(READING TEXT):
"""
1

I am new in regular expression.

I have this text:

$text =
'<ul style="list-style:none;">
  <li>
      <a href="files/docs/qwe.xls" target="_blank">Link1</a>
  </li>
  <li>
      <a href="files/docs/ere.xls" target="_blank">Link2</a>
  </li>
  <li>
      <a href="files/docs/123.xls" target="_blank">Link3</a>
  </li>
</ul>';

with regular expression I want to get this arrays:

$filePath[0] = "files/docs/qwe.xls";
$fileName[0] = "Link1";
$filePath[1] = "files/docs/ere.xls";
$fileName[1] = "Link2";
$filePath[2] = "files/docs/123.xls";
$fileName[2] = "Link3";

How can I do it?

Thanks.

Abduhafiz
  • 3,318
  • 5
  • 38
  • 48
  • Ideally one should not be parsing HTML with regular expressions, even the slightest changes in the text will tend to mess up your regexps. Please take a look at this http://stackoverflow.com/questions/3577641/how-do-you-parse-and-process-html-xml-in-php – ffledgling Oct 30 '13 at 10:45

3 Answers3

2

You need simple regular expression

check this code

 $match = array();
 preg_match_all('#<a href="(.*?)">(.*?)</a>#sm', $text, $match);
 print_r($match)

(.*?) - means everything non greedy

Robert
  • 19,800
  • 5
  • 55
  • 85
0

Use

$res = array();
preg_match_all('/href="(.+?)".*?>(.+?)<\/a>/ims', $text, $res);
var_dump($res);
TiMESPLiNTER
  • 5,741
  • 2
  • 28
  • 64
  • @Robert: Why to define $res first? – TiMESPLiNTER Oct 30 '13 at 10:14
  • Because it will give error of undefined array moreover it's good habbit to declare variables that you're going to use. Btw your code will fail with multiline – Robert Oct 30 '13 at 10:14
  • But $res gets defined by preg_match_all and it does not throws a php error at all, even if I enable E_ALL error_reporting(). Multiline was not a requirement. – TiMESPLiNTER Oct 30 '13 at 10:19
  • `$res` is not defined by preg_match_all! Check the manual. As param preg_match_all takes reference to object. Reference means that object needs to exists before it's passed to function. http://php.net/manual/en/function.preg-match-all.php – Robert Oct 31 '13 at 07:26
  • Okay, but then we have to fix the doc and its examples overthere at php.net don't we? – TiMESPLiNTER Oct 31 '13 at 07:32
  • I don't understand u declaration param for matches is `array &$matches` which means the reference to array. Reference rather refers to objects that exists. – Robert Oct 31 '13 at 13:07
0

Use lookarounds, they are useful to check if there is something before or after the string you're looking for. Here is how it works:

/(?<=href=")[^"]*(?=")/

Here is what it means:

/ beginning
(?<=href=") preceded by href="
[^"]* any nomber of non-" characters
(?=") followed by "
/ end

SteeveDroz
  • 6,006
  • 6
  • 33
  • 65
"""
(MATERIAL FOR THE TASK):
"""
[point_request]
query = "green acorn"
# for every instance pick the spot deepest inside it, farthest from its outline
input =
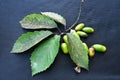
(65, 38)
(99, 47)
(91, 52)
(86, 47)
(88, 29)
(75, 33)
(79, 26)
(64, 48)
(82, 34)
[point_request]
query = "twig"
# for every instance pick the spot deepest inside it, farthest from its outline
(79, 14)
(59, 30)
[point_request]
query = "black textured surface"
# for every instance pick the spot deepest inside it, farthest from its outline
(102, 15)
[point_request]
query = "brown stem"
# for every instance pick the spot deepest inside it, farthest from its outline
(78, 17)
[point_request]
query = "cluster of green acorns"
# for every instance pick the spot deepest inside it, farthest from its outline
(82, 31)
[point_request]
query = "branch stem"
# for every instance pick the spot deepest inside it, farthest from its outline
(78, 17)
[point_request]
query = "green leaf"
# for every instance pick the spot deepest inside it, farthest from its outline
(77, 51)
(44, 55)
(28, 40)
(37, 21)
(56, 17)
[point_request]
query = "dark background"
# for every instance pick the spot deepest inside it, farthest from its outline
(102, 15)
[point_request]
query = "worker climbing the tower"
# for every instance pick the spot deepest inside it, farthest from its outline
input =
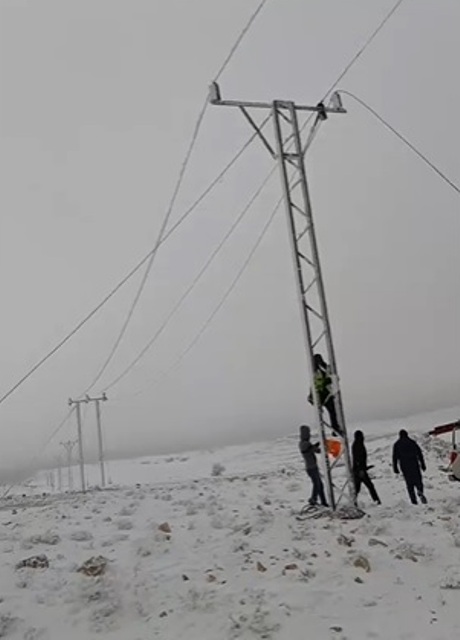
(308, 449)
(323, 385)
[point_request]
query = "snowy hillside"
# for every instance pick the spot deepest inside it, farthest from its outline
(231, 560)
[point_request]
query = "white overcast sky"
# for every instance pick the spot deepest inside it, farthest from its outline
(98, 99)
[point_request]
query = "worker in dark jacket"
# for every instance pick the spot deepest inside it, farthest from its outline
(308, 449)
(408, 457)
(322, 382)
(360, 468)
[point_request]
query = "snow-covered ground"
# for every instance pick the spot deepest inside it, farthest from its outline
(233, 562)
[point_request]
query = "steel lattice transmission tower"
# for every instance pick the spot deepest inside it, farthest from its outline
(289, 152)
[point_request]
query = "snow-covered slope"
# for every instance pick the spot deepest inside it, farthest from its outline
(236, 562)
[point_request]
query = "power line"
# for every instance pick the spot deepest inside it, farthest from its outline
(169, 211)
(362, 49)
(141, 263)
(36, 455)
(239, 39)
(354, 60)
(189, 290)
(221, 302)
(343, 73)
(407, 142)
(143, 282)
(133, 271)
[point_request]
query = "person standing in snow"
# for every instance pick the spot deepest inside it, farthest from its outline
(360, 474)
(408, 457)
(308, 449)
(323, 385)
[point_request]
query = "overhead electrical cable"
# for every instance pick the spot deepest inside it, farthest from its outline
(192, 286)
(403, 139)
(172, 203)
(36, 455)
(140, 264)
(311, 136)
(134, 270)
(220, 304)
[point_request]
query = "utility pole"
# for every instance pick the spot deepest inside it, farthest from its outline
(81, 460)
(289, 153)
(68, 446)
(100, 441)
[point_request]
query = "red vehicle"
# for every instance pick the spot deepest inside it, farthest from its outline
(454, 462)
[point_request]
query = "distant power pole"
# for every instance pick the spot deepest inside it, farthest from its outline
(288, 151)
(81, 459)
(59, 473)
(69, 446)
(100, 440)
"""
(EXERCISE SET):
- 1) In the forum thread, what does the first answer say the pattern (.*?) means?
- 2) Find every line in the records that contains the word "pole" and copy each one out.

(TASK ANSWERS):
- 1) It means everything, matched non-greedily.

- 2)
query = "utility pole"
query = "distant power pole"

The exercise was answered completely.